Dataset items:

------------------------

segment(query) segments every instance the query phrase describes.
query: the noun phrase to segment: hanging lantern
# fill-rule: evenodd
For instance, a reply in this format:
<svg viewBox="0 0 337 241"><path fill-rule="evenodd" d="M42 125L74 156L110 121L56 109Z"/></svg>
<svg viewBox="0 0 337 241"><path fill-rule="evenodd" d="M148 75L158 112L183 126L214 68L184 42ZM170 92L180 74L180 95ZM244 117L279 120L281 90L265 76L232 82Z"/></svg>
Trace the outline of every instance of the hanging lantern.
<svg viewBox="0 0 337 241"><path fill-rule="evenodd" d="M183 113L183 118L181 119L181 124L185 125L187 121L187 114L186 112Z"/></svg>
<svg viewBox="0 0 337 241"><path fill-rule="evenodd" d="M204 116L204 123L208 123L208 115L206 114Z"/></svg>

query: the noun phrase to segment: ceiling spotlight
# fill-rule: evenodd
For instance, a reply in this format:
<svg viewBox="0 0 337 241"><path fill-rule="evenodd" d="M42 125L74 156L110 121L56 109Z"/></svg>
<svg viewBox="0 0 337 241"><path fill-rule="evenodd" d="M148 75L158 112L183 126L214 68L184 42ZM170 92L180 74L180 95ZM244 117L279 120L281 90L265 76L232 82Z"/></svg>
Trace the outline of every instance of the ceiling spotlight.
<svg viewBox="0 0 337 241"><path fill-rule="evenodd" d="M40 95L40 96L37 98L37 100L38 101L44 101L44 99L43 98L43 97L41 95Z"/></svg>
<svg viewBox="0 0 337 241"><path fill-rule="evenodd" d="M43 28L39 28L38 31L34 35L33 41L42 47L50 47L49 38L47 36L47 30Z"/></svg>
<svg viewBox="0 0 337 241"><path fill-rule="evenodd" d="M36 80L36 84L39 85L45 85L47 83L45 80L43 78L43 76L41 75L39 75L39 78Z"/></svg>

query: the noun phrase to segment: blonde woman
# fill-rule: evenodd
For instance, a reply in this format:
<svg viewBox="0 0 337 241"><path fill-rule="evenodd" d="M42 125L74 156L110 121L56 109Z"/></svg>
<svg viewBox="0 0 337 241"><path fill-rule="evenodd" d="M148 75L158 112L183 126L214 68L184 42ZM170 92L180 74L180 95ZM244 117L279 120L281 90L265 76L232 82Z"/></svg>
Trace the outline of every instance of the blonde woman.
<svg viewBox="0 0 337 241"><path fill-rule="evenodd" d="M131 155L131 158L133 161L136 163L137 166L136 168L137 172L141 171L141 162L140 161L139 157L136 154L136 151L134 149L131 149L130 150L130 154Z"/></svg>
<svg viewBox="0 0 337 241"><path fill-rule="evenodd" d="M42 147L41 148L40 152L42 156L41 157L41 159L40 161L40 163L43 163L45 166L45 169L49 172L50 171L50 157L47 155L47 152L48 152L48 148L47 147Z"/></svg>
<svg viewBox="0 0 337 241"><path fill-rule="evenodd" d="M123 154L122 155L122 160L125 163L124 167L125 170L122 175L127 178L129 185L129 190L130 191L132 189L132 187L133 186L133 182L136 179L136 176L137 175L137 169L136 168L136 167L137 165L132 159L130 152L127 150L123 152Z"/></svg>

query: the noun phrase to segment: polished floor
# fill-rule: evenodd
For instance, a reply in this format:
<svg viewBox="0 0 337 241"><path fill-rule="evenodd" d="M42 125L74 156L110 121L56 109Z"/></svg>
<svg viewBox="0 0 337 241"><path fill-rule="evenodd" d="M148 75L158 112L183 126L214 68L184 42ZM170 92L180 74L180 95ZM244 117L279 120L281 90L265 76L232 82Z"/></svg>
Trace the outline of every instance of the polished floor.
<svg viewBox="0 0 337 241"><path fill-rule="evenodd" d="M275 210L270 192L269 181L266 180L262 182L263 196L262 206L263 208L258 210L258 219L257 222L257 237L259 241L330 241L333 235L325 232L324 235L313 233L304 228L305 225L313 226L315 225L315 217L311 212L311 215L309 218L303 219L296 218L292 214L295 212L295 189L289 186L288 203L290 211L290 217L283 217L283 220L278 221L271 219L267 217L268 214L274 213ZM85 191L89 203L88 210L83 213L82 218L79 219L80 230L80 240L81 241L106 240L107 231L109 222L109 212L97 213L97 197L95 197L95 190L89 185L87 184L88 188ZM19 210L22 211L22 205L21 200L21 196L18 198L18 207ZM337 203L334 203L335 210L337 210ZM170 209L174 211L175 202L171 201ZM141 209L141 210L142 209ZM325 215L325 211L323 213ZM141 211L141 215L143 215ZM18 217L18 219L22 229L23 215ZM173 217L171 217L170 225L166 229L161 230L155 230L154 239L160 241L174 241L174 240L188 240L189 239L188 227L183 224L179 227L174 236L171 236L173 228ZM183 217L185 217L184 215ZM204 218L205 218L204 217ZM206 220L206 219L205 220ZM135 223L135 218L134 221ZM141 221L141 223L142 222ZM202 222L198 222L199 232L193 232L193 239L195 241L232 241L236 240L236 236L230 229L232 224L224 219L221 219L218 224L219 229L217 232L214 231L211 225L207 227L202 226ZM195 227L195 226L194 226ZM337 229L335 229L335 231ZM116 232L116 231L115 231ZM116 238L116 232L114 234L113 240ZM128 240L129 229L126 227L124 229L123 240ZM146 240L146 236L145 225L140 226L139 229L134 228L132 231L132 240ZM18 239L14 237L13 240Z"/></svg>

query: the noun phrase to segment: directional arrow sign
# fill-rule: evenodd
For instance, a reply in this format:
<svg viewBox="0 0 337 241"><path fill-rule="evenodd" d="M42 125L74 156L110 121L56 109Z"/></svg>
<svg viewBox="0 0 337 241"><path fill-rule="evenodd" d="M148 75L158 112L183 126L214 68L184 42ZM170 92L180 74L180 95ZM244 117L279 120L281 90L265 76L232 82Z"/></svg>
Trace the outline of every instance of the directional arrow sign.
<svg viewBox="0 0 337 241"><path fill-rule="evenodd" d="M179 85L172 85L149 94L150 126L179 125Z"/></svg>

------------------------

REQUIRED TASK:
Reproduce the rows from the very beginning through the line containing "Trace the outline of every instance of the hanging", with both ends included. Stop after that line.

COMPLETE ANSWER:
segment(query) segments every instance the query phrase describes.
query: the noun phrase to segment: hanging lantern
# fill-rule: evenodd
For instance, a reply in this format:
<svg viewBox="0 0 337 241"><path fill-rule="evenodd" d="M42 125L74 156L110 121L56 109Z"/></svg>
<svg viewBox="0 0 337 241"><path fill-rule="evenodd" d="M148 75L158 112L183 126L214 68L184 42ZM170 92L180 74L180 95ZM244 117L279 120L281 90L265 76L232 82Z"/></svg>
Trace the outline of every instance of the hanging lantern.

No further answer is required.